* _Условие задания_:
Перепечатайте исходный текст ниже полностью, не меняя в нем ни слова, ни знака.

Шрифт:
Закладка:
В Радио есть для Гали место: лит. – муз. редактор, 600 р., I кат., в будущем может быть и допкарточка. Первый поезд, о котором писал выше, отправляется сегодня, не вчера. В Союзписе получено 2 литра керосину. Если бы не горело электричество, то это было бы событием. «Последний час» объявил Ейск, Батайск и т. д. В квартире над нами сильно горело.
7-е февраля. Воскресенье.
Дежурю по Радио. Теплый ураган с залива намел горы снега, а к вечеру принес и оттепель. С утра, конечно, дровозаготовки. В том семействе Марианна главный дроводел. Она приспособила с начала зимы пилить с ней одного из певцов, который приходит к ней по утрам репетировать. Он же и точит пилу. Это жизни осадной штрих. Вообще, она устроилась капитально: у ней I категория, допкарточка, паек ПВО и полный донорский. Последнее и у бабушки. У Сони, как отличницы, усиленное школьное питание. Не мудрено, что у бабушки случаются приступы печени, как вчера. Куда мне с моими допкарточками за ней, допкарточками приносящими с собой постоянный трепет попасться? Сегодня опять хочется есть весь день. Первый поезд вчера не отправился. Томительно грезятся пищевые прибавки, особенно – хлебная. Недоедное угнетение, постоянные страхи-тревоги, усталость великая и одиночество. Мысли. Сомнения. Воспоминания. Решение неразрешимого. А надо всем – огромный, страшный и грязный Истукан. Изверг, громада – головой в небесах – ПИЩА. Пред ним, тысячесильным уродом, извивается, дрыгает в прахе, пищит, хохочет, божится, смердит и верует, и отрицает некий гаденыш. «Последний час» – Краматорская, Азов и еще что-то.

* _Сохранённые данные_:

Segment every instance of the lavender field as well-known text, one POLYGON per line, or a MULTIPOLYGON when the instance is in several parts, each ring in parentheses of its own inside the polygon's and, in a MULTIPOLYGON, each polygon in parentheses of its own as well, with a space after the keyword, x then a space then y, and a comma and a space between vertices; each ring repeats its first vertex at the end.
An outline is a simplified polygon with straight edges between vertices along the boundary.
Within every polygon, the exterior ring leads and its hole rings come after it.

* _Результат задания_:
Шрифт:
Закладка:
В Радио есть для Гали место: лит. – муз. редактор, 600 р., I кат., в будущем может быть и допкарточка. Первый поезд, о котором писал выше, отправляется сегодня, не вчера. В Союзписе получено 2 литра керосину. Если бы не горело электричество, то это было бы событием. «Последний час» объявил Ейск, Батайск и т. д. В квартире над нами сильно горело.
7-е февраля. Воскресенье.
Дежурю по Радио. Теплый ураган с залива намел горы снега, а к вечеру принес и оттепель. С утра, конечно, дровозаготовки. В том семействе Марианна главный дроводел. Она приспособила с начала зимы пилить с ней одного из певцов, который приходит к ней по утрам репетировать. Он же и точит пилу. Это жизни осадной штрих. Вообще, она устроилась капитально: у ней I категория, допкарточка, паек ПВО и полный донорский. Последнее и у бабушки. У Сони, как отличницы, усиленное школьное питание. Не мудрено, что у бабушки случаются приступы печени, как вчера. Куда мне с моими допкарточками за ней, допкарточками приносящими с собой постоянный трепет попасться? Сегодня опять хочется есть весь день. Первый поезд вчера не отправился. Томительно грезятся пищевые прибавки, особенно – хлебная. Недоедное угнетение, постоянные страхи-тревоги, усталость великая и одиночество. Мысли. Сомнения. Воспоминания. Решение неразрешимого. А надо всем – огромный, страшный и грязный Истукан. Изверг, громада – головой в небесах – ПИЩА. Пред ним, тысячесильным уродом, извивается, дрыгает в прахе, пищит, хохочет, божится, смердит и верует, и отрицает некий гаденыш. «Последний час» – Краматорская, Азов и еще что-то.